• Entries provided:
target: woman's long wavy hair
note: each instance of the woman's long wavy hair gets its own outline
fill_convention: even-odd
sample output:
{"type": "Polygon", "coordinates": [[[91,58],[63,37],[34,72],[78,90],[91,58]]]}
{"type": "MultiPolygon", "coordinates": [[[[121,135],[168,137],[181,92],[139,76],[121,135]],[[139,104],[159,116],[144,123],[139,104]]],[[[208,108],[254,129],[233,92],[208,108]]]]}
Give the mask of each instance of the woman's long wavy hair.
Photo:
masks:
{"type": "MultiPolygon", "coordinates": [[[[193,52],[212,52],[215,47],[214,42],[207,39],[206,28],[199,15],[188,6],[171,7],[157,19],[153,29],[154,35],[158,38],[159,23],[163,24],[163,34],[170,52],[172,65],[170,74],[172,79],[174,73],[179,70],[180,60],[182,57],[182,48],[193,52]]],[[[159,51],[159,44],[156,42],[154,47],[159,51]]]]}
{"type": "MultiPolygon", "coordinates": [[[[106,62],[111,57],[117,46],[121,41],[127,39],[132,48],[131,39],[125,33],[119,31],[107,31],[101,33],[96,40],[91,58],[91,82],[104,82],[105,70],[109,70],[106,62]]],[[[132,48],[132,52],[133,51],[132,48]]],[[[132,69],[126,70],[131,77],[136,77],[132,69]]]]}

• Task:
Can you output every row above again, character for character and in the same order?

• Complete output:
target: woman's long wavy hair
note: each instance of the woman's long wavy hair gets its own outline
fill_convention: even-odd
sample output:
{"type": "Polygon", "coordinates": [[[91,58],[63,37],[34,72],[78,90],[91,58]]]}
{"type": "MultiPolygon", "coordinates": [[[[121,135],[168,137],[181,92],[139,76],[121,135]],[[139,104],[159,116],[144,123],[139,104]]],[[[208,108],[254,129],[233,92],[208,108]]]]}
Give the mask of each instance of the woman's long wavy hair.
Photo:
masks:
{"type": "MultiPolygon", "coordinates": [[[[193,52],[212,52],[215,47],[214,42],[207,39],[206,28],[199,15],[188,6],[171,7],[157,19],[153,29],[154,35],[158,38],[159,23],[163,24],[163,34],[170,52],[172,65],[170,74],[172,79],[174,73],[179,70],[180,60],[182,57],[182,48],[193,52]]],[[[159,51],[159,44],[156,42],[154,47],[159,51]]]]}
{"type": "MultiPolygon", "coordinates": [[[[106,62],[111,57],[117,46],[121,41],[127,39],[132,48],[131,39],[125,33],[119,31],[107,31],[101,33],[96,40],[91,58],[91,82],[104,82],[105,70],[109,70],[106,62]]],[[[132,48],[132,52],[133,51],[132,48]]],[[[132,69],[126,70],[131,77],[136,77],[132,69]]]]}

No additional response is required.